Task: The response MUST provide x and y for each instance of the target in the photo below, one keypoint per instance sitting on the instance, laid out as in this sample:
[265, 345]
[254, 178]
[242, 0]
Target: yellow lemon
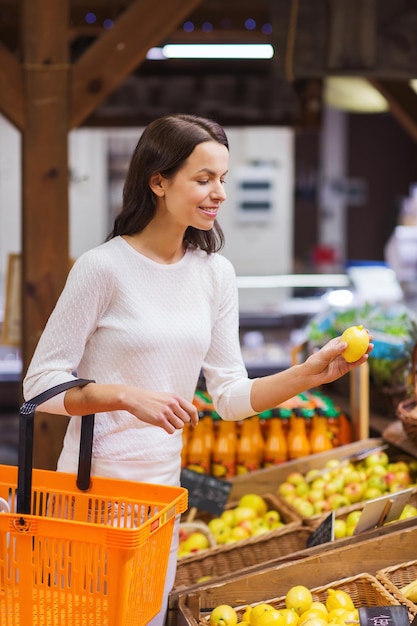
[357, 340]
[258, 611]
[298, 598]
[339, 599]
[223, 615]
[347, 616]
[319, 606]
[310, 613]
[290, 617]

....................

- **Written task**:
Write out every line of the data above again, requests included. Add 125 to each coordinate in the answers but not to the numbers in the requests or their format samples, and leave the pictures out.

- **Reply**:
Task: The response MUST provide x and y for each instance of the target in the photo below, one keypoint per instance sitting on the instance, laid out as in this sample:
[265, 345]
[254, 178]
[242, 0]
Target: yellow lemon
[482, 465]
[383, 736]
[423, 723]
[464, 724]
[348, 740]
[472, 741]
[444, 731]
[435, 738]
[415, 742]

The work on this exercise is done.